BEGIN
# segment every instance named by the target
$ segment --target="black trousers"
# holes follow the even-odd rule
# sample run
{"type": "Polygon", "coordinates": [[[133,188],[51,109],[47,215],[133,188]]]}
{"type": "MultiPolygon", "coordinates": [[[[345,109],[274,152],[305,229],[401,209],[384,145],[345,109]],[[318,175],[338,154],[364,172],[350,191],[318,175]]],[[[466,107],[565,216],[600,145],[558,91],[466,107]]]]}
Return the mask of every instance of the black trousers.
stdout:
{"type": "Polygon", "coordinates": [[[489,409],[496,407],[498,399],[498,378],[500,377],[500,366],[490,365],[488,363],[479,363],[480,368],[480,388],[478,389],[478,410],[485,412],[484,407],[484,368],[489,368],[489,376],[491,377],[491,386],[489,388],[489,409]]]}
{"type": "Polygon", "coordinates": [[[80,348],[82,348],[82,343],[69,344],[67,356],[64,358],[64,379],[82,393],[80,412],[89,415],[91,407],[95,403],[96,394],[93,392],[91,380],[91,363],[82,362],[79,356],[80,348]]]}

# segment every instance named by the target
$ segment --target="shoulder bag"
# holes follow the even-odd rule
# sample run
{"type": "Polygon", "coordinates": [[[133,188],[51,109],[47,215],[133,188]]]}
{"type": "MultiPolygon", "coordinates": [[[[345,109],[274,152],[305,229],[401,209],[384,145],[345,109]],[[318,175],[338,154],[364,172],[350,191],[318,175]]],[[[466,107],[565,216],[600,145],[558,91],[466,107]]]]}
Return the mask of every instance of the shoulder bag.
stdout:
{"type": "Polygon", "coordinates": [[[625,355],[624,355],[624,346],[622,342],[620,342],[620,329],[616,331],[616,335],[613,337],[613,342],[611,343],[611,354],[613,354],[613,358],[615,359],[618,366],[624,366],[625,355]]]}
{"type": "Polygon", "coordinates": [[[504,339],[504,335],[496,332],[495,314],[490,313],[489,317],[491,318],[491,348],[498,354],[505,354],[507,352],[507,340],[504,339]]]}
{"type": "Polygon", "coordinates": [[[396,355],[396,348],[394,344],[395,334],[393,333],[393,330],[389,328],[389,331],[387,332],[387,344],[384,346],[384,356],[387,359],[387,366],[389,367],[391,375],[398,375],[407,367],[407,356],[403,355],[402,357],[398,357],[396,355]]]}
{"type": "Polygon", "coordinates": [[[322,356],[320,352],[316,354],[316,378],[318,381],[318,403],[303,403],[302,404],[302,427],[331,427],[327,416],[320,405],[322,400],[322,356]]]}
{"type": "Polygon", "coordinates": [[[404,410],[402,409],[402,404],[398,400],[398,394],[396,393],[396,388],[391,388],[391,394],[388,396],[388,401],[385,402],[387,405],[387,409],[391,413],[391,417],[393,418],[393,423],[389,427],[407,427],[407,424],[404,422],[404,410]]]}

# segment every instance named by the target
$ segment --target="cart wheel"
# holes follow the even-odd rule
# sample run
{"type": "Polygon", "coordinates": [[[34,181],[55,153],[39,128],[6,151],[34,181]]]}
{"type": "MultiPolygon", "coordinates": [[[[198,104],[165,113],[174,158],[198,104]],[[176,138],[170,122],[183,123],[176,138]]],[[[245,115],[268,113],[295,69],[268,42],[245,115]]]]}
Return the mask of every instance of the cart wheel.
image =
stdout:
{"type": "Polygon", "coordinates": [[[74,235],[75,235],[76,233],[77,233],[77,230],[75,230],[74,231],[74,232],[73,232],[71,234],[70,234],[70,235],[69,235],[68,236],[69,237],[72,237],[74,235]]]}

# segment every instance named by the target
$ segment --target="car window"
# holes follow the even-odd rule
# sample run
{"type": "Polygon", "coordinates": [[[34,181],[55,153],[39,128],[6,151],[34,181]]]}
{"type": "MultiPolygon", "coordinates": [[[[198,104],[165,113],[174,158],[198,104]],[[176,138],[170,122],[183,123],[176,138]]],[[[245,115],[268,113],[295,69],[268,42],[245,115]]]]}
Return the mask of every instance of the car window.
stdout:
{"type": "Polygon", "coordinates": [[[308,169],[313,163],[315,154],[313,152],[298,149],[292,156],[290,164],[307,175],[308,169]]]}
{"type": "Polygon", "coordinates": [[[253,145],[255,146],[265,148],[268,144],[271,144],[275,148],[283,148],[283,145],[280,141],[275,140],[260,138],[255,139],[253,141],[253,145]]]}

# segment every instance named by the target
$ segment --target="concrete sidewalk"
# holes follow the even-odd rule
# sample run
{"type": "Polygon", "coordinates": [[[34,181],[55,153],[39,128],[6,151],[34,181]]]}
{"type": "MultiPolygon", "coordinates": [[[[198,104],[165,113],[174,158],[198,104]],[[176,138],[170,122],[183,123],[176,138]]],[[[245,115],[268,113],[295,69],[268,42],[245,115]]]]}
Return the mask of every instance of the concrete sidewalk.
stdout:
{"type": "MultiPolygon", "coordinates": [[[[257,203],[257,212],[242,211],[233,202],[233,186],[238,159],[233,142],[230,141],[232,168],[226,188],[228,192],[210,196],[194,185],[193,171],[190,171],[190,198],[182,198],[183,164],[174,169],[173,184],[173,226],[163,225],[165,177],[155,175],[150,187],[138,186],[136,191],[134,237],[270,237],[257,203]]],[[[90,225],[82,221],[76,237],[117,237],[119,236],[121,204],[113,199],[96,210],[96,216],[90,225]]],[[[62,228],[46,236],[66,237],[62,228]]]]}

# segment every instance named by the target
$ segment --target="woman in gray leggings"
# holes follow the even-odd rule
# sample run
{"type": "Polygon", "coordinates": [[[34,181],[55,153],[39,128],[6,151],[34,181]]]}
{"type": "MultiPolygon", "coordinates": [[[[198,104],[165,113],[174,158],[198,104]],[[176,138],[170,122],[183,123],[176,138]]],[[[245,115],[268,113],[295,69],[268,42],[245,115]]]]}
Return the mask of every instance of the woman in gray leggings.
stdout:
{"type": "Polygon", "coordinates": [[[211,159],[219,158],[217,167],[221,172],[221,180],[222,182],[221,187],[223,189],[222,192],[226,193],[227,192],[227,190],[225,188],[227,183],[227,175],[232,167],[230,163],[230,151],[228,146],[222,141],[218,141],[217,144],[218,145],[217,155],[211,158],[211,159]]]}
END
Tally the lines in the data above that contain the string "wheel". Give only the number.

2